──────── TEKS YANG DITAMPILKAN ────────

Kebermaknaan (meaningful) berarti sesuatu itu dapat diinterpretasi dengan dunia nyata, dapat dirasakan dan dilakukan. Dalam teori Ausubel  disebutkan bahwa belajar harus mengandung meaningful learning (belajar bermakna) yang diartikan sebagai suatu proses belajar di mana informasi baru dihubungkan dengan struktur yang sudah dimiliki seseorang yang sedang belajar.  Oleh karena itu belajar bermakna merupakan proses pembentukan pengetahuan yang melibatkan interpretasi atas suatu peristiwa. 

Belajar bermakna terjadi bila pelajar berusaha menghubungkan fenomena baru ke dalam struktur pengetahuan mereka melalui belajar konsep, dan perubahan konsep yang telah ada, yang akan mengakibatkan pertumbuhan dan perubahan struktur konsep yang dimiliki. Bila konsep tersebut belum ada atau sama sekali baru, maka informasi baru harus dipelajari melalui belajar menghafal.

Teori meaningful learning ini didukung oleh hasil riset otak yang menyatakan bahwa otak manusia secara konstan selalu ingin  mencari-cari makna atau maksud.  Dalam pencarian tersebut, otak memeriksa informasi berdasar pada pengetahuan dan pengalaman yang telah dimiliki. Ketika sesuatu itu mengandung arti, otak mempertahankannya dan menyimpannya dalam memori jangka panjang.

────────

YANG DITANYAKAN =
1. Tolong jawab pertanyaan berikut berdasarkan teks tentang belajar bermakna.
(a) Dalam teori Ausubel, belajar bermakna diartikan sebagai proses belajar yang bagaimana?
(b) Bila suatu konsep belum ada atau sama sekali baru, melalui apa informasi baru harus dipelajari?
(c) Apa yang dilakukan otak ketika sesuatu itu mengandung arti?
2. Cetak ulang bagian teks tentang belajar bermakna, mulai dari kata-kata yang memuat "Belajar bermakna terjadi" dan berhenti setelah "memori jangka panjang.".

──────── DATA TERSIMPAN ────────

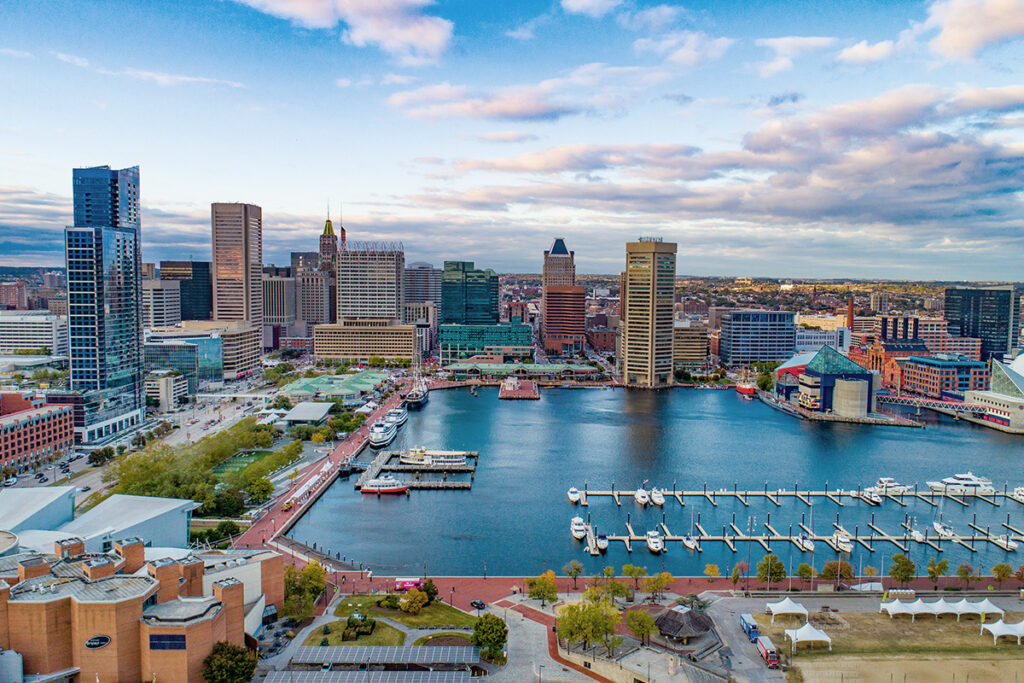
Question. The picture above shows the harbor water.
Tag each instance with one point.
(515, 520)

────────

JAWABAN LENGKAP =
1.
(a) Suatu proses belajar di mana informasi baru dihubungkan dengan struktur yang sudah dimiliki seseorang yang sedang belajar.
(b) Melalui belajar menghafal.
(c) Otak mempertahankannya dan menyimpannya dalam memori jangka panjang.

2.
Belajar bermakna terjadi bila pelajar berusaha menghubungkan fenomena baru ke dalam struktur pengetahuan mereka melalui belajar konsep, dan perubahan konsep yang telah ada, yang akan mengakibatkan pertumbuhan dan perubahan struktur konsep yang dimiliki. Bila konsep tersebut belum ada atau sama sekali baru, maka informasi baru harus dipelajari melalui belajar menghafal.

Teori meaningful learning ini didukung oleh hasil riset otak yang menyatakan bahwa otak manusia secara konstan selalu ingin  mencari-cari makna atau maksud.  Dalam pencarian tersebut, otak memeriksa informasi berdasar pada pengetahuan dan pengalaman yang telah dimiliki. Ketika sesuatu itu mengandung arti, otak mempertahankannya dan menyimpannya dalam memori jangka panjang.